Passage provided:

"Hillary's main extracurricular activity in law school was helping the Black Panthers, on trial in Connecticut for torturing and killing a federal agent."
Chain email on Thursday, January 24th, 2008 in a chain e-mail based on an article written by Dick Morris
She did not "help" the Black Panthers
Hillary Clinton and the Black Panthers. It makes for quite the unlikely image.
But according to a chain e-mail that originated with an Internet article by Dick Morris, the former Clinton adviser turned foe, Hillary Rodham was a student radical at Yale Law School who dedicated herself to helping violent Black Panthers on trial for murder.
"Hillary's main extracurricular activity in law school was helping the Black Panthers, on trial in Connecticut for torturing and killing a federal agent," Morris wrote. "She went to court every day as part of a law student monitoring committee trying to spot civil rights violations and develop grounds for appeal."

Stored data entries:
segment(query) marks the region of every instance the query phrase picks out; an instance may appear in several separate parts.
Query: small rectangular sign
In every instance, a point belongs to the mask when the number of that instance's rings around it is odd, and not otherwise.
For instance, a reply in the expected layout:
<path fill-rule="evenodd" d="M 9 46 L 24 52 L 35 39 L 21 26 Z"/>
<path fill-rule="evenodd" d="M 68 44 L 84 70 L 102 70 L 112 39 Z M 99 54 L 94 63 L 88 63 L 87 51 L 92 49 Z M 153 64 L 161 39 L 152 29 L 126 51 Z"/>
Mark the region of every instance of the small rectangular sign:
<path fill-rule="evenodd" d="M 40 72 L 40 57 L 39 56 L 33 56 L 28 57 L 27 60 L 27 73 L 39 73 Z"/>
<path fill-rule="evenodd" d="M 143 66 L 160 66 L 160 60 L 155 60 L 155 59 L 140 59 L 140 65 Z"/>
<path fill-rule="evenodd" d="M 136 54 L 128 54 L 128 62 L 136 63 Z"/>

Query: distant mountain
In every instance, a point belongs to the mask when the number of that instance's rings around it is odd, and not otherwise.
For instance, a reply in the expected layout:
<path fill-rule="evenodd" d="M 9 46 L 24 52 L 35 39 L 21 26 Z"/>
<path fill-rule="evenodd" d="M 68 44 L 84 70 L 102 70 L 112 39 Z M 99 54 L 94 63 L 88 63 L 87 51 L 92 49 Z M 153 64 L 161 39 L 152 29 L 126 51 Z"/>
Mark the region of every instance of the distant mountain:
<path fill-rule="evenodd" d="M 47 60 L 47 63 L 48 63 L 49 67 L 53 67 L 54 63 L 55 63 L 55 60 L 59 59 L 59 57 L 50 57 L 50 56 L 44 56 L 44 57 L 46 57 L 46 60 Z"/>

Parts of the exercise:
[1] Please quote the text on Hillary Clinton and the Black Panthers exactly, starting at "Chain email on" and ending at "trial for murder.".
[2] For each statement below, answer yes or no according to the text on Hillary Clinton and the Black Panthers, and give the deciding words from it in quotation marks. (a) The chain e-mail was based on an article by Dick Morris. (b) Morris wrote that Hillary went to court once a week. (c) According to the chain e-mail, Hillary Rodham was a student at Yale Law School.

Responses per task:
[1]
Chain email on Thursday, January 24th, 2008 in a chain e-mail based on an article written by Dick Morris
She did not "help" the Black Panthers
Hillary Clinton and the Black Panthers. It makes for quite the unlikely image.
But according to a chain e-mail that originated with an Internet article by Dick Morris, the former Clinton adviser turned foe, Hillary Rodham was a student radical at Yale Law School who dedicated herself to helping violent Black Panthers on trial for murder.

[2]
(a) Yes: "in a chain e-mail based on an article written by Dick Morris"
(b) No: "She went to court every day as part of a law student monitoring committee"
(c) Yes: "Hillary Rodham was a student radical at Yale Law School"